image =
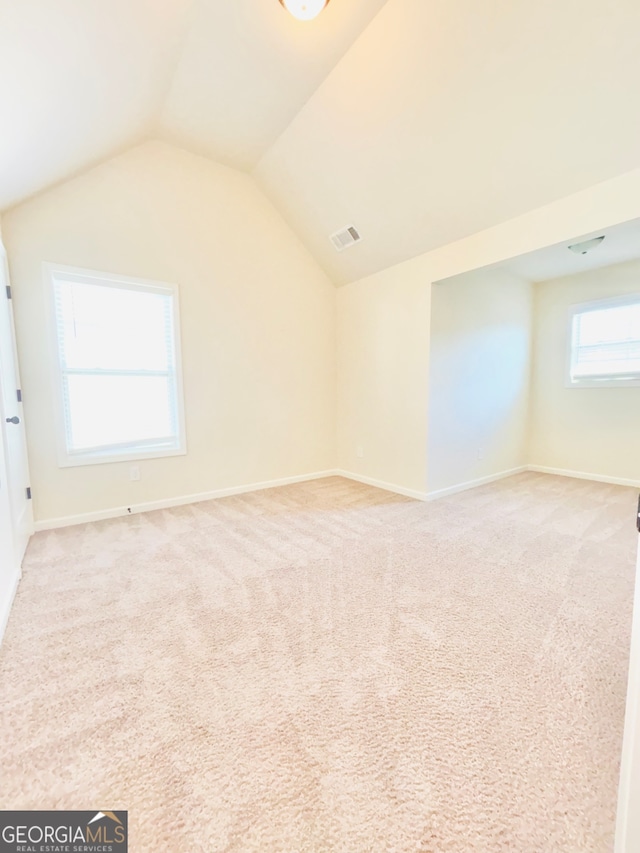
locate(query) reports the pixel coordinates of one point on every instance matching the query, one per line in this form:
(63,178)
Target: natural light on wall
(118,371)
(304,10)
(605,343)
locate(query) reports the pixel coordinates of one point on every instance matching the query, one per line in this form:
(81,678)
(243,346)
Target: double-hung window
(117,367)
(604,346)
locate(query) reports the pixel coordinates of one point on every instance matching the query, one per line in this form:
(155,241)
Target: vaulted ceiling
(418,121)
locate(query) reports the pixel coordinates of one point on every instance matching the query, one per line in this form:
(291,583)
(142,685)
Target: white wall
(257,313)
(586,430)
(479,377)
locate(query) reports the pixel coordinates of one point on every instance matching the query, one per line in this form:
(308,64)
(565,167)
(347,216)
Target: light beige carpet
(330,667)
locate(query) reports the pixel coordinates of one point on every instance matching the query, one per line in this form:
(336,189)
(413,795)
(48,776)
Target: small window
(118,376)
(605,343)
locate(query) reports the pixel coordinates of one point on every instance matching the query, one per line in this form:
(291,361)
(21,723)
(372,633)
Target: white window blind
(118,368)
(605,343)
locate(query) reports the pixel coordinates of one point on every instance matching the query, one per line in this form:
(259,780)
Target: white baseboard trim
(6,601)
(472,484)
(381,484)
(582,475)
(149,506)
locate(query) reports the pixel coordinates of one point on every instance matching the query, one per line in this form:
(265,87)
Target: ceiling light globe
(304,10)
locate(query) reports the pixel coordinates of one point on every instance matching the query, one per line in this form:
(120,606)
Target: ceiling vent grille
(344,238)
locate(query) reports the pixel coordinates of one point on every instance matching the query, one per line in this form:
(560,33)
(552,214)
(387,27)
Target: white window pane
(114,328)
(621,323)
(110,410)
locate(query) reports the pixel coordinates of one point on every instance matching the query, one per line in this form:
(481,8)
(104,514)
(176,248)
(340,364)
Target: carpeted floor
(330,667)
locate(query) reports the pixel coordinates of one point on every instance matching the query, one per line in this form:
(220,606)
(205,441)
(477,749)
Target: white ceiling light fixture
(586,246)
(304,10)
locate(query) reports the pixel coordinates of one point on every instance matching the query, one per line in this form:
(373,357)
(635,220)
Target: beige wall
(383,366)
(479,377)
(257,316)
(383,330)
(587,430)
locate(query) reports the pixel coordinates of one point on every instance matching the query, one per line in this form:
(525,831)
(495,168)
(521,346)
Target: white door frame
(10,575)
(628,819)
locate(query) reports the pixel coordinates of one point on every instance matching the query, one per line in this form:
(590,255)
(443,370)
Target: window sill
(136,455)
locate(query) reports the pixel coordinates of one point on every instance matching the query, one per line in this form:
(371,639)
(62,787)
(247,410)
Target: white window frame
(67,459)
(597,304)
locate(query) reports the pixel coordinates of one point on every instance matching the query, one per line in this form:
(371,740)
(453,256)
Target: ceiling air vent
(344,238)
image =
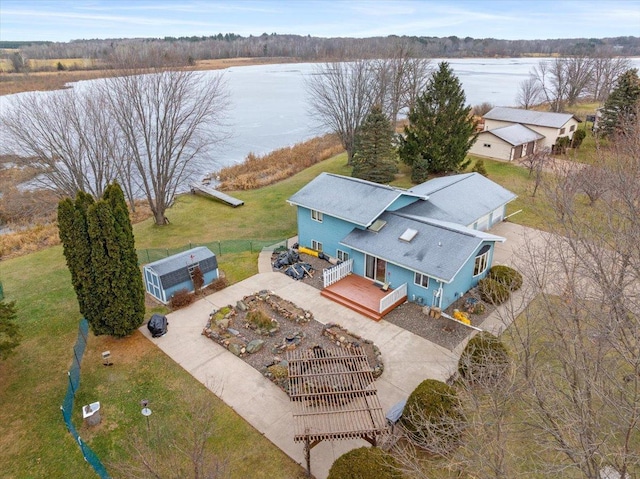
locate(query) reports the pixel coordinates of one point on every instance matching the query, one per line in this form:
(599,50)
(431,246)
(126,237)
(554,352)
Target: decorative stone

☆ ☆ ☆ ☆ ☆ ☆ ☆

Which lines in the items above contain the word "white", with case counting? Report each such line in full.

Target: white wall
Target: white window blind
Target: white baseboard trim
Target: white window pane
Target: white ceiling light fixture
Target: white door frame
Target: white window frame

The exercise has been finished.